_SOURCE PASSAGE_
>> start
Now, to be fair, there are a few technicalities that people have latched onto in an attempt to make this feel less like Capcom wandered into cursed territory. The term used in the Japanese script for Tom’s role can be translated more loosely as “the one who raised him,” which doesn’t necessarily imply formal adoption. There’s also the point that second cousin relationships aren’t illegal in many parts of the world, and from a purely genealogical standpoint, this doesn’t hit the strictest definitions of incest.

All of that is true, in the same way that it’s technically true you could play as Eddie in Tekken 3 and still be a good person. It doesn’t make it a good idea, and it doesn’t stop people from looking at you a bit funny when you do it.

Because the real issue here isn’t legality or terminology, it’s context. For years, Alex’s story had a simple, effective emotional core: he lost his parents, was taken in by someone close to the family, and found a new home. Tom was the tough but caring father figure, Patricia was the kid sister tagging along at the edges, and it all worked because it was grounded in a found-family dynamic that didn’t need to be complicated.

By retroactively inserting a blood relationship and then pivoting the sibling-coded dynamic into a romantic one, Street Fighter 6 doesn’t just add a twist; it fundamentally changes how that entire relationship reads in hindsight. Moments that once felt protective or familial now get dragged into a much murkier light, and that’s where a lot of the discomfort is coming from. It’s not just what the story is now, it’s what it does to everything that came before.

There’s also the small matter of the timeline. Earlier portrayals made it clear that Patricia was significantly younger than Alex, to the point where she was literally a child while he was already an active fighter. And we need to be very clear here: the series has never suggested anything inappropriate during that period, but the shift into a romantic relationship later in life inevitably makes people look back at that dynamic with a raised eyebrow. Even if everything is technically above board by the time they’re both adults, it’s the kind of progression that feels, at best, awkward and, at worst, like a line that didn’t need to be crossed.
>> end
_TASK REQUIREMENTS_
- a) Rewrite the commentary on Street Fighter 6 between "By retroactively inserting" and "that came before.", inclusive, substituting "SF6" for "Street Fighter 6".
- b) In the commentary on Street Fighter 6, how can the Japanese script's term for Tom's role be translated more loosely?
- c) Proceed with the commentary on Street Fighter 6 from the point at which it ends.
The data that follows is separate material and has no connection to the commentary on Street Fighter 6.

_SUPPLIED DATA_
>> start
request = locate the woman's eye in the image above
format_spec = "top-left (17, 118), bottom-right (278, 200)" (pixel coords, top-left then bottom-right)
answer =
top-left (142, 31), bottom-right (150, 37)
>> end
_OUTPUTS_
- a)
By retroactively inserting a blood relationship and then pivoting the sibling-coded dynamic into a romantic one, SF6 doesn’t just add a twist; it fundamentally changes how that entire relationship reads in hindsight. Moments that once felt protective or familial now get dragged into a much murkier light, and that’s where a lot of the discomfort is coming from. It’s not just what the story is now, it’s what it does to everything that came before.

- b) As "the one who raised him."

- c)
Some have suggested this might be a cultural disconnect, pointing out that family structures and attitudes toward cousin relationships can vary, and that making Tom a blood relative could have been an attempt to make Alex’s upbringing feel more grounded or realistic in a Japanese context. That explanation might account for the initial change, but it doesn’t really justify where the story ultimately goes. Even setting the blood relation aside, the decision to turn a long-established sibling-like relationship into a romantic one is what’s really driving the backlash, and that’s something that translates across cultures pretty cleanly.

What makes the whole situation more baffling is that it doesn’t really add anything of value. It doesn’t deepen Alex as a character in any meaningful way, it doesn’t open up interesting narrative possibilities, and it doesn’t enhance the wider Street Fighter world. If anything, it does the opposite, taking a straightforward, likeable dynamic and complicating it in a way that feels unnecessary at best and actively off-putting at worst.

And that’s why the reaction has been so strong. Fighting game fans are used to weird lore. This is a series where people throw fireballs with their bare hands, dictators come back from the dead on a regular basis, and nobody questions why Blanka exists. The bar for suspension of disbelief is already somewhere in the stratosphere. But there’s a difference between “weird” and “uncomfortable,” and Street Fighter 6 has managed to stumble squarely into the latter.

Whether Capcom addresses it or quietly pretends this never happened remains to be seen. Fighting game lore has a long and proud tradition of selective memory, so it wouldn’t be the first time something awkward gets smoothed over in a future entry. For now, though, this is the version of events we’re stuck with, and it’s the reason why Alex’s return—something that should have been a straightforward crowd-pleaser—has instead turned into one of the strangest controversies the series has seen in years.

Out of all the hits Street Fighter 6 has landed, this is the one that’s left people dazed. Not because it was powerful, but because nobody saw it coming, and everyone’s still trying to figure out why it happened in the first place. It’s not like this isn’t ground stories can’t cover, because plenty of other media has covered stuff like this, but it’s not really something you expect to turn up in a fighting game series that includes stuff like a green-skinned ginger bloke.

Thankfully, Mortal Kombat just deals in time travel, Gods, four-armed blokes and ninjas. You know, normal stuff.